* **Object detection data**:
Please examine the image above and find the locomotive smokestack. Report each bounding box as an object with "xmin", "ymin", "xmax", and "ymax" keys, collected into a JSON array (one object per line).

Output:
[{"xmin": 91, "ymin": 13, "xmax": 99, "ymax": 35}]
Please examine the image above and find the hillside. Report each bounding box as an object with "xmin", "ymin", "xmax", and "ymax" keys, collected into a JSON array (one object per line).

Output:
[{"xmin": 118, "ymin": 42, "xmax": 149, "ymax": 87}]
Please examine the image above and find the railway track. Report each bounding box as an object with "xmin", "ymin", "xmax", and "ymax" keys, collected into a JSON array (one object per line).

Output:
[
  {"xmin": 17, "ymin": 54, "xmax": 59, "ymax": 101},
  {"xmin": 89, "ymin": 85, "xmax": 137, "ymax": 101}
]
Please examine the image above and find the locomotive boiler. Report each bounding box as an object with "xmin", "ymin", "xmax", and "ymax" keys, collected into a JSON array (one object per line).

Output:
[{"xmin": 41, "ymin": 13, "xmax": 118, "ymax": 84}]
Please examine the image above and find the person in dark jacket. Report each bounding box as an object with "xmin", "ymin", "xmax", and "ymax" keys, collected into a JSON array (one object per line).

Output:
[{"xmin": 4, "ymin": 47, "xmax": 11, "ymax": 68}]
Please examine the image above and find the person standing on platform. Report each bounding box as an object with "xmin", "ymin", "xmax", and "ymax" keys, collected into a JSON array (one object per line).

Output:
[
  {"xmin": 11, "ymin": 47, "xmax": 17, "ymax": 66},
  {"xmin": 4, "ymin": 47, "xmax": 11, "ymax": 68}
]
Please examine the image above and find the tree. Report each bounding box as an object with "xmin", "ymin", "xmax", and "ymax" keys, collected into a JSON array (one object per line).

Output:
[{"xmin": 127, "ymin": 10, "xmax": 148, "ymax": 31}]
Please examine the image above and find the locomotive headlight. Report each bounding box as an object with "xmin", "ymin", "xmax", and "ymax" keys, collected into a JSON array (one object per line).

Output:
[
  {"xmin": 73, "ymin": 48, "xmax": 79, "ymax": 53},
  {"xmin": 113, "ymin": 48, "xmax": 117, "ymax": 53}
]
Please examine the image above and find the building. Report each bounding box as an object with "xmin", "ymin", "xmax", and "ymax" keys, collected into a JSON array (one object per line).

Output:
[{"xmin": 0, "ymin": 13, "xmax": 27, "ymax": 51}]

* **Instruction**: Reproduce every one of the rows above verbatim, changing nothing.

* **Task result**:
Please examine the image above and find the locomotive smokestack. Report each bounding box as an object with "xmin", "ymin", "xmax", and "ymax" keys, collected into a JSON array (one object per line).

Output:
[{"xmin": 91, "ymin": 13, "xmax": 99, "ymax": 35}]
Please examine the image above and find the hillside. Report each bounding box as an object with "xmin", "ymin", "xmax", and "ymax" keys, collected into a JSON array (one object per line).

Output:
[{"xmin": 118, "ymin": 42, "xmax": 149, "ymax": 87}]
Please examine the image above and find the railway track. Report each bounding box as an object with "xmin", "ymin", "xmax", and "ymax" keys, collected into a JSON array (one object per line).

Output:
[
  {"xmin": 17, "ymin": 54, "xmax": 59, "ymax": 101},
  {"xmin": 89, "ymin": 85, "xmax": 137, "ymax": 101}
]
Please examine the image above and find the locomotive boiler. Report each bounding box as an object with "xmin", "ymin", "xmax", and "ymax" keys, collected into a JSON array (one object per line).

Output:
[{"xmin": 41, "ymin": 13, "xmax": 118, "ymax": 84}]
Please examine the image above and find the person in dark jacket. Report each bounding box as an object with "xmin", "ymin", "xmax", and "ymax" keys, collected into a JSON array (one object per line).

Output:
[{"xmin": 4, "ymin": 47, "xmax": 11, "ymax": 68}]
Please examine the image above and find the person standing on platform. Report each bounding box as an object with "xmin", "ymin", "xmax", and "ymax" keys, collected into a JSON array (one object per line).

Output:
[
  {"xmin": 11, "ymin": 47, "xmax": 17, "ymax": 66},
  {"xmin": 4, "ymin": 47, "xmax": 11, "ymax": 68}
]
Please examine the image above and find the tree. Report each bounding box as an object with "xmin", "ymin", "xmax", and "ymax" keys, collected into a JSON array (one object per line).

Output:
[{"xmin": 127, "ymin": 10, "xmax": 148, "ymax": 31}]
Please examine the image above and find the locomotive headlight. Report each bounding box as an object with "xmin", "ymin", "xmax", and "ymax" keys, collected into a JSON array (one object per line).

Output:
[
  {"xmin": 73, "ymin": 48, "xmax": 79, "ymax": 53},
  {"xmin": 113, "ymin": 48, "xmax": 117, "ymax": 53}
]
Please examine the image above and find the building. Report each bounding box as an object with "xmin", "ymin", "xmax", and "ymax" keys, collected into a JSON array (one object per line).

Output:
[{"xmin": 0, "ymin": 13, "xmax": 27, "ymax": 51}]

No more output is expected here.